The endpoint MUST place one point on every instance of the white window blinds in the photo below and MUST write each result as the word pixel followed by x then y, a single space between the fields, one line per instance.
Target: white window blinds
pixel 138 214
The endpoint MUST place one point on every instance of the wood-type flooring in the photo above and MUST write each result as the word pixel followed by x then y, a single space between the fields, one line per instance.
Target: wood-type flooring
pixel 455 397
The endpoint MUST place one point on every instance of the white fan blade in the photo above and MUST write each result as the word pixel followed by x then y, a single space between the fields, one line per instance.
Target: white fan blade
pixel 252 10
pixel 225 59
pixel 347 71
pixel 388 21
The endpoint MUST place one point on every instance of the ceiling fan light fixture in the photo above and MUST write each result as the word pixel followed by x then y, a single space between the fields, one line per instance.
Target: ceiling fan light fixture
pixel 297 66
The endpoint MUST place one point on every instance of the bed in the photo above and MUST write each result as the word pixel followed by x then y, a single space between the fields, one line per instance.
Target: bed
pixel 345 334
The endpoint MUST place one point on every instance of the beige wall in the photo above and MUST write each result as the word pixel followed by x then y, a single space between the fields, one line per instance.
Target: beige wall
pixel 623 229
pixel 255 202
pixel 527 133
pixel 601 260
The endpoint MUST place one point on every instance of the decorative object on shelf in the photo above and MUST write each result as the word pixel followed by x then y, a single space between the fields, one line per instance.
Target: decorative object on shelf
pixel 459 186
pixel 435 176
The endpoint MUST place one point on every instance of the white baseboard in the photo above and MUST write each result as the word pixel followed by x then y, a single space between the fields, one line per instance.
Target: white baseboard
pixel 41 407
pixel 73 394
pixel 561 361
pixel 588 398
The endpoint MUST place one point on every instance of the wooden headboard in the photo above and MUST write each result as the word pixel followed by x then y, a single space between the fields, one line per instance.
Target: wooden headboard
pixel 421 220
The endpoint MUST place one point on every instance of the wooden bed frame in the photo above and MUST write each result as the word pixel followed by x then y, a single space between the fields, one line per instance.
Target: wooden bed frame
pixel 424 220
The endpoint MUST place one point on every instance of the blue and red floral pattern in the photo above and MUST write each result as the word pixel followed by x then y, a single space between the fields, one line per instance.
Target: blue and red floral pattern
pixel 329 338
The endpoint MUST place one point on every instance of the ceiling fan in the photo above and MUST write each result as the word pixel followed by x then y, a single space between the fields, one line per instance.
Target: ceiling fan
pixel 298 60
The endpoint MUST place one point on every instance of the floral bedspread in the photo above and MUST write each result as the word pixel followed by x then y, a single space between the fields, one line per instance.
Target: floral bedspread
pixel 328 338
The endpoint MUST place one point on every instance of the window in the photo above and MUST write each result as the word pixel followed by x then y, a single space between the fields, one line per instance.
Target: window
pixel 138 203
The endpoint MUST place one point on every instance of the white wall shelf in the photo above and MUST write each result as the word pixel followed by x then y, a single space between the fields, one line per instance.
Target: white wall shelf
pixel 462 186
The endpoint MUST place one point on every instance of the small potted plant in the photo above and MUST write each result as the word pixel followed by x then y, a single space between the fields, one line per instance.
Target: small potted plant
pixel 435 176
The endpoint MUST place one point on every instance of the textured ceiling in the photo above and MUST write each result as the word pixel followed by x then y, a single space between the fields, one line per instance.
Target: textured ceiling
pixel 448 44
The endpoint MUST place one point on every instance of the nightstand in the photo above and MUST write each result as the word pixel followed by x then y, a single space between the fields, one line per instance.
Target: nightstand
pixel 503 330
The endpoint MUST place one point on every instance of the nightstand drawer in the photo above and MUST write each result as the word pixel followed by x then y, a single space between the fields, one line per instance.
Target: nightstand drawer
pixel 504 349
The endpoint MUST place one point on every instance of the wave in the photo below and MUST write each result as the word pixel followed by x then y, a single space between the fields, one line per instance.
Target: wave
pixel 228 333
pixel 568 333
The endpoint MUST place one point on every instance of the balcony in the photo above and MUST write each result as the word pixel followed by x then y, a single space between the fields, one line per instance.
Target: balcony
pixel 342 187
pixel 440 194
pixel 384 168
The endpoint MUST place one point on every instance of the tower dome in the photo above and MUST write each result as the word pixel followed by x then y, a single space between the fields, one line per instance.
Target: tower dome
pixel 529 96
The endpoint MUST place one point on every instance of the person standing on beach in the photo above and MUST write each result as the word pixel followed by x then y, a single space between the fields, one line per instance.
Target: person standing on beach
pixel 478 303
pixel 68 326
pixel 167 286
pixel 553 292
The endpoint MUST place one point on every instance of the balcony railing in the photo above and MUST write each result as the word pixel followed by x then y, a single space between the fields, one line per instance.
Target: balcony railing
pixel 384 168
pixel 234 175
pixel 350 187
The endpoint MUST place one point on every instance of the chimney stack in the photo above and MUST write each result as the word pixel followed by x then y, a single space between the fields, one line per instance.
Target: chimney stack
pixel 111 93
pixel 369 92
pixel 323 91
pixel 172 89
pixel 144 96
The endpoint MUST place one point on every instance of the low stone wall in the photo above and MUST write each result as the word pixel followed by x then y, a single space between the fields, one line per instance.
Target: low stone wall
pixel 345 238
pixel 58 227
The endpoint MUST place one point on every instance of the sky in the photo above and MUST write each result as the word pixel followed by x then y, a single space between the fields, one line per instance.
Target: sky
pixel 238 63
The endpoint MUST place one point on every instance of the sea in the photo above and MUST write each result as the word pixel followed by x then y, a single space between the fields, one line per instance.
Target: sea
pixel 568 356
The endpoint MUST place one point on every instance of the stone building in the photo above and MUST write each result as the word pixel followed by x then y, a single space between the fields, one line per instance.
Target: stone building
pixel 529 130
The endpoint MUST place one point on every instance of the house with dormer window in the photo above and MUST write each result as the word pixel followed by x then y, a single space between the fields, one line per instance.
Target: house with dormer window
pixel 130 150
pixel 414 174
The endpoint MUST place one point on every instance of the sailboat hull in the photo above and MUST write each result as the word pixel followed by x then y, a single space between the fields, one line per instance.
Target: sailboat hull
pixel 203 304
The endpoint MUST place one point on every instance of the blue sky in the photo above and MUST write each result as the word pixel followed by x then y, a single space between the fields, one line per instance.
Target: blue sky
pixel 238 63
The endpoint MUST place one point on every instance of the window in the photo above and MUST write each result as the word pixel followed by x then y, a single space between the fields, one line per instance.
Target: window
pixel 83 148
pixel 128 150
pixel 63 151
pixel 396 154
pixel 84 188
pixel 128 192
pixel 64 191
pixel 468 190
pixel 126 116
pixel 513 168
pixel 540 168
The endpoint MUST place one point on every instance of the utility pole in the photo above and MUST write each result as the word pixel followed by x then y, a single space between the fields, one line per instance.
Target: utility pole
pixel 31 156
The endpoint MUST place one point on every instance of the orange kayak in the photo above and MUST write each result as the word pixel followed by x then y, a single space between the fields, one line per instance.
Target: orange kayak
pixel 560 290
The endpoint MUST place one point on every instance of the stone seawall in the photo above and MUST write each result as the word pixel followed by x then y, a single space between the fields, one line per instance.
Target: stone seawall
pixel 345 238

------------------------------------------------

### EXERCISE
Would you set the entries down again, exactly as they were written?

### OUTPUT BELOW
The endpoint MUST place one point on every instance of the white window blinds in the photo below and MUST write each result as the word pixel followed by x then y, a single space between the fields, one line per instance.
Target: white window blinds
pixel 138 214
The endpoint MUST place one point on every instance of the wood-type flooring in the photo above and MUST write each result as the word pixel followed by x then y, a single space between the fields, one line per instance.
Target: wood-type flooring
pixel 455 397
The endpoint MUST place one point on every instance of the white fan blade in the photo above and MUST write each result as the word pixel followed by x then y, a single space between the fields, one line per instance.
Target: white fan blade
pixel 252 10
pixel 225 59
pixel 347 71
pixel 388 21
The endpoint MUST place one point on every instance of the ceiling fan light fixture in the photo above and MUST write each result as the word pixel followed by x then y, a single space between the fields, one line per instance.
Target: ceiling fan light fixture
pixel 297 66
The endpoint MUST place one point on every instance of the bed in the photo above and MUST write each result as the word pixel followed by x then y, a single space between the fields, one line per instance.
Target: bed
pixel 345 334
The endpoint MUST place one point on every instance of the beige wall in the photo above and MUST write each result as the word pixel followed by x then y, a single space between the fields, one line per instance.
Target: beige wall
pixel 623 229
pixel 255 202
pixel 527 133
pixel 601 260
The endpoint MUST place one point on every instance of the decorative object on shelf in the photo above and MUST write each result as the word pixel followed by x then y, a single space between the fields, one line per instance.
Target: decorative object on shelf
pixel 459 186
pixel 435 176
The endpoint MUST place one point on every instance of the white baseboard in the photo above and MUST write each result as the word pixel followed by x then y, a single space between the fields, one line per instance.
Target: white baseboard
pixel 41 407
pixel 73 394
pixel 561 361
pixel 588 398
The endpoint MUST place one point on every instance of the wooden headboard in the photo above and MUST write each result as the word pixel followed by x then y, a single space between the fields, one line per instance.
Target: wooden headboard
pixel 421 220
The endpoint MUST place one point on every instance of the wooden bed frame in the photo above and MUST write each result as the word pixel followed by x then y, a single space between the fields, one line per instance.
Target: wooden bed frame
pixel 424 220
The endpoint MUST place one point on every instance of the blue and red floral pattern in the photo above and MUST write each result as the word pixel followed by x then y, a single space between the fields, one line per instance.
Target: blue and red floral pattern
pixel 329 338
The endpoint MUST place one point on every instance of the ceiling fan in the photo above and MUST write each result as the word pixel followed by x then y, a single space between the fields, one line per instance.
Target: ceiling fan
pixel 298 60
The endpoint MUST place one point on every instance of the floral bedspread in the photo above and MUST write each result as the word pixel followed by x then y, a single space between the fields, one line per instance.
Target: floral bedspread
pixel 328 338
The endpoint MUST place one point on every instance of the window in the photo above and MUST write each result as the word pixel followed by x then y, a single space between the fields, one line per instance.
Target: window
pixel 138 203
The endpoint MUST place one point on every instance of the white wall shelf in the photo above and MUST write each result as the word pixel followed by x then y, a single space between the fields, one line per instance.
Target: white wall shelf
pixel 462 186
The endpoint MUST place one point on every instance of the small potted plant in the photo above and MUST write each result as the word pixel followed by x then y, a single space between the fields, one line per instance.
Target: small potted plant
pixel 435 176
The endpoint MUST place one point on every instance of the textured ceiling in the photo above and MUST write each result as the word pixel followed by x then y, a single space between the fields, one line per instance.
Target: textured ceiling
pixel 448 44
The endpoint MUST place one point on every instance of the nightstand in the photo above and MUST write each result as the word pixel followed by x then y, a single space between the fields, one line per instance.
Target: nightstand
pixel 503 330
The endpoint MUST place one point on every instance of the nightstand drawer in the photo above and MUST write each result as the word pixel followed by x then y, a single space between the fields, one line per instance.
Target: nightstand drawer
pixel 504 349
The endpoint MUST place one point on every instance of the wave in the photo below and MUST write each result as the word pixel followed by x then y, a single space between the fields, one line per instance.
Target: wave
pixel 228 333
pixel 568 333
The endpoint MUST place one point on every instance of the balcony in the photo above and MUST write each result as the word pixel followed by x then y, a single space between the fields, one line per instance.
Target: balcony
pixel 342 187
pixel 440 194
pixel 384 168
The endpoint MUST place one point on every instance of the tower dome in the photo above and MUST write each result as the word pixel followed by x then y, a single space between the fields, one line per instance.
Target: tower dome
pixel 529 96
The endpoint MUST place one point on every instance of the person standing on beach in the photo above and MUST write each result as the word pixel followed by x then y, a single space between the fields, one line per instance.
Target: person standing on beach
pixel 478 303
pixel 68 326
pixel 167 286
pixel 553 292
The endpoint MUST place one point on every instance of the balcony railing in the photo above and MUST write each result as the word pixel followed by x then y, a single space between the fields, one line per instance.
Target: balcony railing
pixel 384 168
pixel 234 175
pixel 350 187
The endpoint MUST place one point on every instance of the chimney stack in the photo above and MUST write each result as the word pixel followed by x then y, a single space between the fields, one line per instance.
Target: chimney stack
pixel 111 93
pixel 369 92
pixel 323 91
pixel 172 89
pixel 144 96
The endpoint MUST place one point on every instance of the low stone wall in the photo above and MUST write each result as the word pixel followed by x then y, a single space between the fields, one line per instance.
Target: low stone wall
pixel 345 238
pixel 58 227
The endpoint MUST place one point on every instance of the sky in the photo above and MUST write each result as the word pixel followed by x then y, a single space between the fields, one line per instance.
Target: sky
pixel 238 63
The endpoint MUST place one point on every instance of the sea in the photo above and MUST write each result as the word pixel followed by x then y, a single space between the fields, one line per instance.
Target: sea
pixel 568 356
The endpoint MUST place one point on every instance of the stone building in the photo above and MUST write each result as the word pixel followed by x then y, a single space between the fields, one line per instance.
Target: stone building
pixel 529 130
The endpoint MUST place one point on every instance of the house with dormer window in the photo above and MUST write each result as the word pixel followed by x then y, a single space between the fields, one line per instance.
Target: house with dormer window
pixel 130 150
pixel 414 174
The endpoint MUST place one point on every instance of the sailboat hull in the photo above and MUST write each result as the word pixel followed by x then y, a single space between the fields, one line per instance.
Target: sailboat hull
pixel 203 304
The endpoint MUST place one point on every instance of the blue sky in the photo above and MUST write each result as the word pixel followed by x then y, a single space between the fields, one line per instance.
Target: blue sky
pixel 238 63
The endpoint MUST place one point on every instance of the window in the photo above and MUST write each result as the word pixel followed by x then y, a single space between the fields, one line per instance.
Target: window
pixel 83 148
pixel 128 150
pixel 63 151
pixel 396 154
pixel 84 188
pixel 128 192
pixel 64 191
pixel 468 190
pixel 126 116
pixel 513 168
pixel 540 168
The endpoint MUST place one point on every instance of the utility pole in the photo above and MUST write each result as the word pixel followed by x then y, a single space between the fields, one line per instance.
Target: utility pole
pixel 31 156
The endpoint MUST place one point on every instance of the orange kayak in the photo above and MUST write each result as the word pixel followed by x then y, a single space between the fields, one line per instance.
Target: orange kayak
pixel 560 290
The endpoint MUST place one point on every instance of the stone seawall in the photo above and MUST write each result as the word pixel followed by x then y, a single space between the fields, one line per instance.
Target: stone seawall
pixel 345 238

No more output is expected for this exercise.